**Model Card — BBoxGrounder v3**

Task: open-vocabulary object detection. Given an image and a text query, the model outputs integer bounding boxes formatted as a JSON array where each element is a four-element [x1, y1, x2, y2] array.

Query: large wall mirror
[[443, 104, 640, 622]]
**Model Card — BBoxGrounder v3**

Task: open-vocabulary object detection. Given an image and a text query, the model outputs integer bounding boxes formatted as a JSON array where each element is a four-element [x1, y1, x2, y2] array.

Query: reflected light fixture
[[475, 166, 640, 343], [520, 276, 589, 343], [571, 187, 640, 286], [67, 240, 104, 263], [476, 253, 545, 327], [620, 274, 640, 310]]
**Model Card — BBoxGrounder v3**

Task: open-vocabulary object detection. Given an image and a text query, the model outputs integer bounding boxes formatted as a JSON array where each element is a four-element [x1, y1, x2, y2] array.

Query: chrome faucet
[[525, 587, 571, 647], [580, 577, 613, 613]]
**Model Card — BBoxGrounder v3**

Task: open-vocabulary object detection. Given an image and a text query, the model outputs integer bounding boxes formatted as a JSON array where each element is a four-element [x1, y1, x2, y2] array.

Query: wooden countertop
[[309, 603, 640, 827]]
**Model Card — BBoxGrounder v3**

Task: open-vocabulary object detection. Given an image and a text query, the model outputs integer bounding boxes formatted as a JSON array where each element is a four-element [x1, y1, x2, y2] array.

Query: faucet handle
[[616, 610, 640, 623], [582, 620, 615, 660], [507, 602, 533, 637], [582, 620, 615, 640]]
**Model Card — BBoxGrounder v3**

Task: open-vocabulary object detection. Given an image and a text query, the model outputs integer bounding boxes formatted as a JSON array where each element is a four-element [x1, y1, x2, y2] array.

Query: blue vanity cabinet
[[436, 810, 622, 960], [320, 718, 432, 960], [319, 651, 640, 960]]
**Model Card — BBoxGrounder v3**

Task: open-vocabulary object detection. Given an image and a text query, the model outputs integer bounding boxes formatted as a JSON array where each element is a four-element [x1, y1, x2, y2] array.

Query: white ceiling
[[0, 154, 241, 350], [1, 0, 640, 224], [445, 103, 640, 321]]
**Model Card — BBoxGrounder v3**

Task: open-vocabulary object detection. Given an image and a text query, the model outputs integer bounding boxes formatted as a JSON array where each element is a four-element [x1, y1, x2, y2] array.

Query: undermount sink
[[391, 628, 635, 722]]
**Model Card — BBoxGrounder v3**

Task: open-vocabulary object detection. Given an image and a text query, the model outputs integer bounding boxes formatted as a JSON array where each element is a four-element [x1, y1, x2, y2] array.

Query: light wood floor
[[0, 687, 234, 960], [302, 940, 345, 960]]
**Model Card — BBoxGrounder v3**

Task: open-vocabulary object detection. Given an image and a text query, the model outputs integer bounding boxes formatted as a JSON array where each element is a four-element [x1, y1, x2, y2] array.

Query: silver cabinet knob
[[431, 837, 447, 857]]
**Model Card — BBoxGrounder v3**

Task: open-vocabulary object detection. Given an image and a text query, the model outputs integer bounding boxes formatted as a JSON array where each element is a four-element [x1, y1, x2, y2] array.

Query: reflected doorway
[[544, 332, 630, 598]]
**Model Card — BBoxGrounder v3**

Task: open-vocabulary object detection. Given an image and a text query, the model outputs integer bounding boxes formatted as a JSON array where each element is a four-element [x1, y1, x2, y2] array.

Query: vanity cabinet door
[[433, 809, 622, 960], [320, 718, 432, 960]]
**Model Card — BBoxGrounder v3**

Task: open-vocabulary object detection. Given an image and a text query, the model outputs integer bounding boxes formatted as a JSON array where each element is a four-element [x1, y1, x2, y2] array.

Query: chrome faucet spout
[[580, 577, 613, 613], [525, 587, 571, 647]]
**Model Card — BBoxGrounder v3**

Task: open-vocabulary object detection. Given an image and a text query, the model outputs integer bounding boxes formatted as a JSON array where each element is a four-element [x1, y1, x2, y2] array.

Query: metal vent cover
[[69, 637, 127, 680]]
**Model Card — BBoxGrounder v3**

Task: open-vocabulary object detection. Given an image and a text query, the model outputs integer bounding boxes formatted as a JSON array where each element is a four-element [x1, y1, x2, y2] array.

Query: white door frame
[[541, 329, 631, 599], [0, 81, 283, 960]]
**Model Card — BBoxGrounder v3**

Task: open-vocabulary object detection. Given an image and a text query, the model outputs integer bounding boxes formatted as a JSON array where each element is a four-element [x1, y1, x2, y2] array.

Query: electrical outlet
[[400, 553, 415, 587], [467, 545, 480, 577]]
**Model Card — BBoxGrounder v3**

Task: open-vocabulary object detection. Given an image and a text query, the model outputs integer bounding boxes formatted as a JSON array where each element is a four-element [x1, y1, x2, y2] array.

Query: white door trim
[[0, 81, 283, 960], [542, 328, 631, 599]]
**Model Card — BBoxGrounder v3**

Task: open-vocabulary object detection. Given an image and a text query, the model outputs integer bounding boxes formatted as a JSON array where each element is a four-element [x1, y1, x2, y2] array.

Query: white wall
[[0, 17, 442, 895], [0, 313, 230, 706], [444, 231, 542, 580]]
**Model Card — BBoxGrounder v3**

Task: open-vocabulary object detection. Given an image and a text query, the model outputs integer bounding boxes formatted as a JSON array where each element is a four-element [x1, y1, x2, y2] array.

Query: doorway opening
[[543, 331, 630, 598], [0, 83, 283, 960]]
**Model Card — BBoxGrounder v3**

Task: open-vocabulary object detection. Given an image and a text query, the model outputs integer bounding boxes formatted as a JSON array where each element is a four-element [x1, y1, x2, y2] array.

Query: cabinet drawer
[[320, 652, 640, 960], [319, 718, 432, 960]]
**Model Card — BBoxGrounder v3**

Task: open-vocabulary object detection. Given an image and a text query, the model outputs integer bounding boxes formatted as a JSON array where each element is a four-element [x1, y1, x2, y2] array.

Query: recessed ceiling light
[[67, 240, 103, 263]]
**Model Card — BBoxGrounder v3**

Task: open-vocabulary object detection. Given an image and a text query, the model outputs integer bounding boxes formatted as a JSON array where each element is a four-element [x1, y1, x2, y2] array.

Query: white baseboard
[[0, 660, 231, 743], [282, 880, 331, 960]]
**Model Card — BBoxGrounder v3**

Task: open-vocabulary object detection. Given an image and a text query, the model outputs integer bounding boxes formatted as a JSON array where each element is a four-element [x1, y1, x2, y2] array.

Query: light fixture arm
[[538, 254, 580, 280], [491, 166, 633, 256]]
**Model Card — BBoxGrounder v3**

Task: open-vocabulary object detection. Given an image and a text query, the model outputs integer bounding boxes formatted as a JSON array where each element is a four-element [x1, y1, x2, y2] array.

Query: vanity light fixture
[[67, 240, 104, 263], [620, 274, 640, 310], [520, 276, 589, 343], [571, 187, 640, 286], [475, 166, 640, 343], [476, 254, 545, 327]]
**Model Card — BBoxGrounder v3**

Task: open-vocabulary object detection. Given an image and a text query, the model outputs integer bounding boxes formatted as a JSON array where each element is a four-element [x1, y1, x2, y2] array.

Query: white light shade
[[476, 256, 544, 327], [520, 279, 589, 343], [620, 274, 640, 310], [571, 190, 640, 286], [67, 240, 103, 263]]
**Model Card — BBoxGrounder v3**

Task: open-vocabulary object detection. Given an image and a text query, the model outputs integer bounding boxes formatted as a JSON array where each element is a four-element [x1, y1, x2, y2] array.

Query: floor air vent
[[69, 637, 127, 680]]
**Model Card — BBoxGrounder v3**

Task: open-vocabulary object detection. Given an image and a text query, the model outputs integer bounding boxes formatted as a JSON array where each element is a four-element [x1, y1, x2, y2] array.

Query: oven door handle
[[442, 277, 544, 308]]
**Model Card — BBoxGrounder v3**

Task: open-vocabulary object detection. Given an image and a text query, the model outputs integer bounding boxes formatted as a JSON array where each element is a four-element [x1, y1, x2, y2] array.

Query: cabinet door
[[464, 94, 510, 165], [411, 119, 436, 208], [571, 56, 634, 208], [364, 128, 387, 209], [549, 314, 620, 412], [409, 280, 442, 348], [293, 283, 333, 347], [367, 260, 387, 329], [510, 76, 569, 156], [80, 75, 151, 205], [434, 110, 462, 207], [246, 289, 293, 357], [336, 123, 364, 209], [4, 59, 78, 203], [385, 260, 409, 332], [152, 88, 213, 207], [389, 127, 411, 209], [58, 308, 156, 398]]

★ ★ ★

What the task requires
Write out everything from the beginning of the items above down to and including the line containing "[[443, 104, 640, 622]]", without any change.

Output of the exercise
**Model Card — BBoxGrounder v3**

Task: open-vocabulary object detection. Given an image and a text query, the model outputs integer bounding boxes formatted as a JSON array where each element is a four-element [x1, y1, x2, y2] array.

Query: large wall mirror
[[443, 104, 640, 622]]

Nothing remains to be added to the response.